### PROBLEM REQUIREMENTS
Please arrange the data as a Markdown table with the columns "Row" and "Data line," starting with the line that contains "Query: <item>arched opening</item>" and going on through the line that contains "6L264 6L236 25L244". Leave out blank lines.

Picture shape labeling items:
----
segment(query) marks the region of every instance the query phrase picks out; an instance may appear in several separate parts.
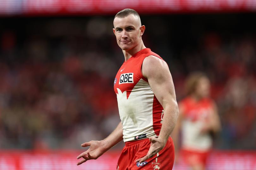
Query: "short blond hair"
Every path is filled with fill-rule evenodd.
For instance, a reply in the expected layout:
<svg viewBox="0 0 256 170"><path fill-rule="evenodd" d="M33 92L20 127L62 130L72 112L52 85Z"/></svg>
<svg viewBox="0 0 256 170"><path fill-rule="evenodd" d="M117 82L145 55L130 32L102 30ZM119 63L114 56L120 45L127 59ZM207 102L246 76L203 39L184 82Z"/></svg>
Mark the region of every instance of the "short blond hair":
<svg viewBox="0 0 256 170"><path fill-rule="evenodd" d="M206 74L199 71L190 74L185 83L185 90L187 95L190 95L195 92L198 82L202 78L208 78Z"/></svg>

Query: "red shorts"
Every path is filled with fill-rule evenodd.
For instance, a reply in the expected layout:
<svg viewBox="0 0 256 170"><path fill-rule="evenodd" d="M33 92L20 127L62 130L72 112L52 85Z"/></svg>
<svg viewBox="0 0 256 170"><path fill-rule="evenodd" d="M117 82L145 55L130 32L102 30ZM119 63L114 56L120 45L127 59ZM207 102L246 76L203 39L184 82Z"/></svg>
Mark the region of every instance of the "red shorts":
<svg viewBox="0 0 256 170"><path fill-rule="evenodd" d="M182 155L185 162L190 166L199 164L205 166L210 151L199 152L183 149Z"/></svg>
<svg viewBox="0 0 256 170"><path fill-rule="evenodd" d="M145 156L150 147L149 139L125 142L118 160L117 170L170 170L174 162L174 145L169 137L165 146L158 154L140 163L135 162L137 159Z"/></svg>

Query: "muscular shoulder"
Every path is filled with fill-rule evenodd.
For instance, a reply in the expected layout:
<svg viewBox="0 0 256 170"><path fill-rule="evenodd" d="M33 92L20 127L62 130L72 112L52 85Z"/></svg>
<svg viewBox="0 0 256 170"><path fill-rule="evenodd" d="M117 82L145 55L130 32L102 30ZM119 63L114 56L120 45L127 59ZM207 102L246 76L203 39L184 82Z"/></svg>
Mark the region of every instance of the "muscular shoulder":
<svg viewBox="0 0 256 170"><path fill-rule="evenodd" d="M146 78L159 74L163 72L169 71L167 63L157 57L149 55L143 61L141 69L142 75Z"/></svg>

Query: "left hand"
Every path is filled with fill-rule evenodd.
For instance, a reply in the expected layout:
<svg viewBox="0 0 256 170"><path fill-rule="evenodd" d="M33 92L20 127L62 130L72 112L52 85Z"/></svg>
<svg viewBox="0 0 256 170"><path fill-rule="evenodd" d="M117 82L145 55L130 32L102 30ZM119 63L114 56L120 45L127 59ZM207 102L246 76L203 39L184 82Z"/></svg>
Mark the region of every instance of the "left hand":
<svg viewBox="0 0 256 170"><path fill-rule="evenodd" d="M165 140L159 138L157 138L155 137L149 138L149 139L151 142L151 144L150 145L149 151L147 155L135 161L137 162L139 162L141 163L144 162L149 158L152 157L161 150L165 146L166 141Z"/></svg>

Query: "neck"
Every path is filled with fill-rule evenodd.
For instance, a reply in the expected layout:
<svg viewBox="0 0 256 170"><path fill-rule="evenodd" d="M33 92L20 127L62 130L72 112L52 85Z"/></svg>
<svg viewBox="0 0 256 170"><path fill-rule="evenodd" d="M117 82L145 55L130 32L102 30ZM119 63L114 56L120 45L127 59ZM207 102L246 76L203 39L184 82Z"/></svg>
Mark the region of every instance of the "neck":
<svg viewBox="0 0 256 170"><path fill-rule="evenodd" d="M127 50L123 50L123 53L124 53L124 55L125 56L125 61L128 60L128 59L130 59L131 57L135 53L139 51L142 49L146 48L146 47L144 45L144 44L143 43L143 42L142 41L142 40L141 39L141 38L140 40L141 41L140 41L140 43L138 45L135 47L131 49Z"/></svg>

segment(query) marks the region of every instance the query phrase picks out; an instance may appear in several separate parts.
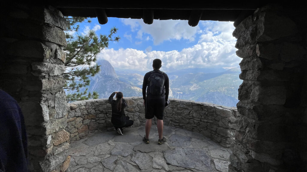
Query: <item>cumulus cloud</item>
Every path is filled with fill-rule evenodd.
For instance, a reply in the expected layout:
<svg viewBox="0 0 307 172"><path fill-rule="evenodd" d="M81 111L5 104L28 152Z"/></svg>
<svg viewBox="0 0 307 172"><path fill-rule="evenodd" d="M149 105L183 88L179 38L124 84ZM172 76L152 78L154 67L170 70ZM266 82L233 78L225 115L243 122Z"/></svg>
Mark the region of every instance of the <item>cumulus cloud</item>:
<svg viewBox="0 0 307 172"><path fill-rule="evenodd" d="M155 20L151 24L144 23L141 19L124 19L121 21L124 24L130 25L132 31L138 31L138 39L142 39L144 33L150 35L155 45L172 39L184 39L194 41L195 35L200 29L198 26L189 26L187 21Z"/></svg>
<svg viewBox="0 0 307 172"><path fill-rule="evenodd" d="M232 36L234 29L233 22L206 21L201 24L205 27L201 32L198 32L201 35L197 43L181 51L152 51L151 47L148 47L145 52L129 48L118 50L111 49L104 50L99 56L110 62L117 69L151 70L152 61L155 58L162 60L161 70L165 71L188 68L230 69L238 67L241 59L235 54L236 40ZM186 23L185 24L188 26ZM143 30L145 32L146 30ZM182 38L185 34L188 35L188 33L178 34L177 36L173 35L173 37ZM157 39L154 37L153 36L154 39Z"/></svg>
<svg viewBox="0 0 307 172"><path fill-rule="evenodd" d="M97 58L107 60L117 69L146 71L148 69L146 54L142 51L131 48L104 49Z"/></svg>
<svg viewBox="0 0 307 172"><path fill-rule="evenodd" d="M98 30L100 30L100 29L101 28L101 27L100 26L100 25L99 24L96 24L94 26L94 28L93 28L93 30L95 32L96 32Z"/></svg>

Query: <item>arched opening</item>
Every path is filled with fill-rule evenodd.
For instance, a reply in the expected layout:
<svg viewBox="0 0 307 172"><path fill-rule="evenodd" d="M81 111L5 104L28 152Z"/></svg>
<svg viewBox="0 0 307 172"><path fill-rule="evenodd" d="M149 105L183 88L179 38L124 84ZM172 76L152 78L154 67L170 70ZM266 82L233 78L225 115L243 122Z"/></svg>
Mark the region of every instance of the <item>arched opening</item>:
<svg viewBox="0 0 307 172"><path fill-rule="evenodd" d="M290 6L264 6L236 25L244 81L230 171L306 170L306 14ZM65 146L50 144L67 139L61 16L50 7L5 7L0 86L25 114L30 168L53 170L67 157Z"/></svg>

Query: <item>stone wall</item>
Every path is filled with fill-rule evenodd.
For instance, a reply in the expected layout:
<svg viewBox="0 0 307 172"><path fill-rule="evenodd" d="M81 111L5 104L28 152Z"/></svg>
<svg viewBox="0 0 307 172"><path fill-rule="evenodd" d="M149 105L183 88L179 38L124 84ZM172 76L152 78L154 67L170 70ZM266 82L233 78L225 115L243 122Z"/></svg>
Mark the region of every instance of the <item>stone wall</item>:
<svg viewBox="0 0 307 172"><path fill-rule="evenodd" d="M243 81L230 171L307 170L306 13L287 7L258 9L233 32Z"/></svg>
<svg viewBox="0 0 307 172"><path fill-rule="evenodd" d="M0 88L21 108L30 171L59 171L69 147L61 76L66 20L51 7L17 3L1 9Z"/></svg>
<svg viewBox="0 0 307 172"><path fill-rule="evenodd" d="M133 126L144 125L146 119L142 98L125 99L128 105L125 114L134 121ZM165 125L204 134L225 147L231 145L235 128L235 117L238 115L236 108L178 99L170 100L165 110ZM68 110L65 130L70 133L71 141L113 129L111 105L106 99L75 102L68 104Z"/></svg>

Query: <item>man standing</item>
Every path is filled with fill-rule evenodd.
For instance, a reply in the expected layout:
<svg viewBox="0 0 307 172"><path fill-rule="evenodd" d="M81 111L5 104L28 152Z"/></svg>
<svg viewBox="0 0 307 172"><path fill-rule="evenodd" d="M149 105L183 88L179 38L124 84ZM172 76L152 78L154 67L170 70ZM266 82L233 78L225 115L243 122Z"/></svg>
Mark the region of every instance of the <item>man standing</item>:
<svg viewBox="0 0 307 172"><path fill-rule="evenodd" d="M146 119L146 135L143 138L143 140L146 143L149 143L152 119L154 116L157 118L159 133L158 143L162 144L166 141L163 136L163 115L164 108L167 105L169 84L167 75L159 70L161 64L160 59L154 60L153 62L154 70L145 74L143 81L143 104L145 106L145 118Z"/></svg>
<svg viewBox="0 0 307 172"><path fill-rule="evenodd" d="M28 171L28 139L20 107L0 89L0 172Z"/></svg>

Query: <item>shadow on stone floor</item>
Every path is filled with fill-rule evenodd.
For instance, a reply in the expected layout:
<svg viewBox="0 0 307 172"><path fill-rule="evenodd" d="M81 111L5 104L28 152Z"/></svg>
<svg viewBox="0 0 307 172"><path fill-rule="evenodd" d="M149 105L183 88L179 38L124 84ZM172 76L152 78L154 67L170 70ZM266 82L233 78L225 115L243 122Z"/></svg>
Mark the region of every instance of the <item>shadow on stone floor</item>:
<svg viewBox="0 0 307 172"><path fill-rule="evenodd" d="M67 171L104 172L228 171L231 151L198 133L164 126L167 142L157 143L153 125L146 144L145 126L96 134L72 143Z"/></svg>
----
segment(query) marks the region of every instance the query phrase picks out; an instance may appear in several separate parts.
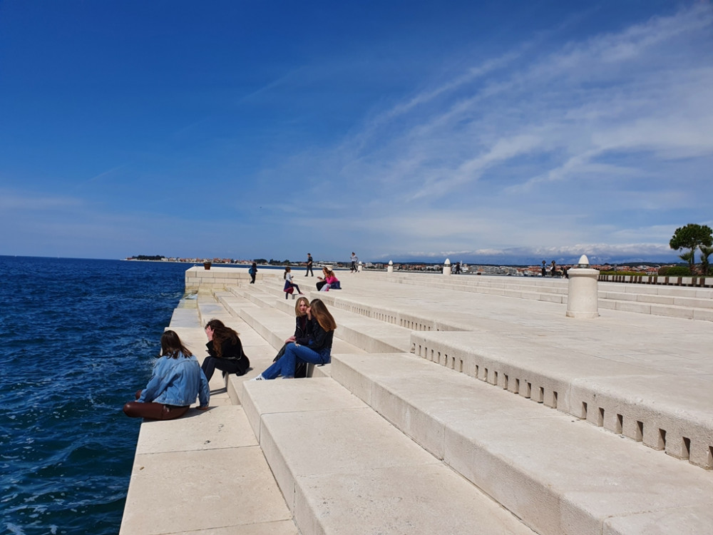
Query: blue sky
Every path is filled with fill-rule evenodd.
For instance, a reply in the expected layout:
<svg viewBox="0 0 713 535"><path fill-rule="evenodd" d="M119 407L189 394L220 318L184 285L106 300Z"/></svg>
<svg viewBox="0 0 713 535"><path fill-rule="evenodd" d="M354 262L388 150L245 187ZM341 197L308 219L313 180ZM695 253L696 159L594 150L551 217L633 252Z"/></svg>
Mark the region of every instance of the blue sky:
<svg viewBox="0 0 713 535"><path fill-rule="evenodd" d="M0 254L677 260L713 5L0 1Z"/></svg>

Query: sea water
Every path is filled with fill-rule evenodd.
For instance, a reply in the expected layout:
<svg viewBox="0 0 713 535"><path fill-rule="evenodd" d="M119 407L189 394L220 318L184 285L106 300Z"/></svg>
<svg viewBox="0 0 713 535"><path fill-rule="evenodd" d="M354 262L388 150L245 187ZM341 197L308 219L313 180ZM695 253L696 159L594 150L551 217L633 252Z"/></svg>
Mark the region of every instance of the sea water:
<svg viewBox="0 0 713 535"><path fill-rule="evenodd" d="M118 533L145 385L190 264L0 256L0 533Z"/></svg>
----
### FINAL RESULT
| Row | Data line |
|---|---|
| 1 | Query: <item>arched opening</item> |
| 2 | Every path is filled with fill-rule evenodd. |
| 3 | For instance, a reply in the expected layout: |
| 4 | <svg viewBox="0 0 307 172"><path fill-rule="evenodd" d="M81 111L5 104L28 152Z"/></svg> |
| 5 | <svg viewBox="0 0 307 172"><path fill-rule="evenodd" d="M149 105L183 88L179 38L124 84ZM172 76L152 78L154 67L170 70ZM266 82L233 78L225 115L243 122Z"/></svg> |
| 6 | Mark the region of every instance of the <item>arched opening</item>: |
| 7 | <svg viewBox="0 0 307 172"><path fill-rule="evenodd" d="M290 6L264 6L236 25L244 81L230 171L306 170L306 14ZM65 146L50 144L67 139L61 16L50 7L5 7L0 86L25 114L30 168L53 170L67 157Z"/></svg> |